Location identification items:
>> Begin

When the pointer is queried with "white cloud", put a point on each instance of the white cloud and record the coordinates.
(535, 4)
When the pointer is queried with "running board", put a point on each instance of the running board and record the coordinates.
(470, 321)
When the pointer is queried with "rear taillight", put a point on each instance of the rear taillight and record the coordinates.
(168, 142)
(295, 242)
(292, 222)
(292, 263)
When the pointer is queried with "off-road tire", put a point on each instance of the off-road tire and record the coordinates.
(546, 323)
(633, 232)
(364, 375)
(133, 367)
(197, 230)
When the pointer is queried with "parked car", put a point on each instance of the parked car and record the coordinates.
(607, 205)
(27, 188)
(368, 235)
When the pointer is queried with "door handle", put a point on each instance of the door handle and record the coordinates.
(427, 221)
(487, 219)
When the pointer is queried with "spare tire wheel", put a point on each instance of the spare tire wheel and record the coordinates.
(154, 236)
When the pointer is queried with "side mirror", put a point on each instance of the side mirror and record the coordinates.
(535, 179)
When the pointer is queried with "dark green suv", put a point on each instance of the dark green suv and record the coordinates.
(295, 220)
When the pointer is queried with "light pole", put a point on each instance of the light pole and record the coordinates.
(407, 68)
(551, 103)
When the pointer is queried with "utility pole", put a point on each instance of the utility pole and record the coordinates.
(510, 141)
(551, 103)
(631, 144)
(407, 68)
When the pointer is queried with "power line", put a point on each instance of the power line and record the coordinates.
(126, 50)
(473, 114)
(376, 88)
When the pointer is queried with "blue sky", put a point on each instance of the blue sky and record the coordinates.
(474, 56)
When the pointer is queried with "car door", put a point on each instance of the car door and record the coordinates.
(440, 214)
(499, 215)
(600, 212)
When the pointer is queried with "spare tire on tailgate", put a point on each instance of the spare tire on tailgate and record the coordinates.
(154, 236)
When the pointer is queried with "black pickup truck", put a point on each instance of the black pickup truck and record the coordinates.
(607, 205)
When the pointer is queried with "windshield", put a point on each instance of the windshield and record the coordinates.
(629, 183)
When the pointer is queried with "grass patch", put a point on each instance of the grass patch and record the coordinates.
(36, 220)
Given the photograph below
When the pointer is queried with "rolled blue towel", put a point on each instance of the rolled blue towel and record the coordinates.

>> End
>> Begin

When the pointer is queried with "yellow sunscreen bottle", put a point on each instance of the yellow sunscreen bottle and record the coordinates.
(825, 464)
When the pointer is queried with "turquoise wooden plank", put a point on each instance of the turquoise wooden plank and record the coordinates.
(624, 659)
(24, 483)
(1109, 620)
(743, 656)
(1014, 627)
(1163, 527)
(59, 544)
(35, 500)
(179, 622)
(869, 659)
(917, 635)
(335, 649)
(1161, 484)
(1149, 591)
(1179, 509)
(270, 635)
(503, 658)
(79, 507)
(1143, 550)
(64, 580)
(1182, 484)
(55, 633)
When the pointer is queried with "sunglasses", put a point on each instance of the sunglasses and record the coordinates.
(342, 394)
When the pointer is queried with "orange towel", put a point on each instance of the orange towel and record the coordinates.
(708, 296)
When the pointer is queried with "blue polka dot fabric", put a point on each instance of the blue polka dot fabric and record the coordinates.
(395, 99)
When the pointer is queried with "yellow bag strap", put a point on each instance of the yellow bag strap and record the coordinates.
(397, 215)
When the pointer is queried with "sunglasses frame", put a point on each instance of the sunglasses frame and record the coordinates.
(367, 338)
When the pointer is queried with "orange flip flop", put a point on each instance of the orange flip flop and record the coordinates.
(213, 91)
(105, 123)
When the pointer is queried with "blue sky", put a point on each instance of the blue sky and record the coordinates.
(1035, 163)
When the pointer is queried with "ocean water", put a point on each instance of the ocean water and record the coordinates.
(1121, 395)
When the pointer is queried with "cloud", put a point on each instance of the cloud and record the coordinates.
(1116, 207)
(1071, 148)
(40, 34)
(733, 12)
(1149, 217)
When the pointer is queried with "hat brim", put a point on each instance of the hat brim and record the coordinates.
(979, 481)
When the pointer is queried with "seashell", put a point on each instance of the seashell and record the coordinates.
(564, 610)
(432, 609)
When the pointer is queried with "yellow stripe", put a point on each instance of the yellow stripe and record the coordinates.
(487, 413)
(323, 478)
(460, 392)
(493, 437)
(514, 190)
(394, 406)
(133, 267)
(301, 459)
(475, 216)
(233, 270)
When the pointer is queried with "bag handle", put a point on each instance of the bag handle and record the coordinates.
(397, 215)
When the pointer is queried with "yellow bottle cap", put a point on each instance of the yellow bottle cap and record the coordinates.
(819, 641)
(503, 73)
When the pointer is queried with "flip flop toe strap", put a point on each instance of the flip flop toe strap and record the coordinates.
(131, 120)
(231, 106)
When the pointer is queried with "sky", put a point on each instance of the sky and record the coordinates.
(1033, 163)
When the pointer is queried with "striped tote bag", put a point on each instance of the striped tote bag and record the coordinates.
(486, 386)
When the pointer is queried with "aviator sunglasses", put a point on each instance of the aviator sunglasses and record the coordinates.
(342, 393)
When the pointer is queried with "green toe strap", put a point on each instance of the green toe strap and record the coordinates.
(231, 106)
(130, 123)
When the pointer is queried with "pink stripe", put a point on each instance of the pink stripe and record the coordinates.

>> End
>> Begin

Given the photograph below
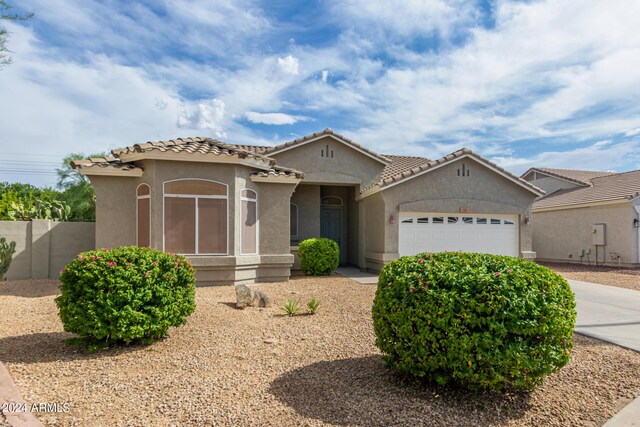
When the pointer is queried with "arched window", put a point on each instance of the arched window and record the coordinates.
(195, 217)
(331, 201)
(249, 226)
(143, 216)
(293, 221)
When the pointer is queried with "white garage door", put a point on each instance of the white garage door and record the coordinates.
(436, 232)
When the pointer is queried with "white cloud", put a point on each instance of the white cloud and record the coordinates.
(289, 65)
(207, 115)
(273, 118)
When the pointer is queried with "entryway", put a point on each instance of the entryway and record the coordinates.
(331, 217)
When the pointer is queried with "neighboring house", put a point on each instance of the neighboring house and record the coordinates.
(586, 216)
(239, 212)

>> End

INSTRUCTION: Rewrite the lines between the one holding "windshield and record the coordinates." and the one holding "blue towel and record the coordinates.", inclusive, with "grass patch" changed to "lawn area" and nothing else altered.

TASK RESPONSE:
When the pointer is queried with "windshield", put a point on each instance of the windshield and record the coordinates.
(629, 183)
When the pointer is queried with "lawn area", put a point on each instance of the lawn area and record the coordinates.
(36, 220)
Given the photograph below
When the pointer is queried with "rolled blue towel", put a point on each instance of the rolled blue towel and record the coordinates.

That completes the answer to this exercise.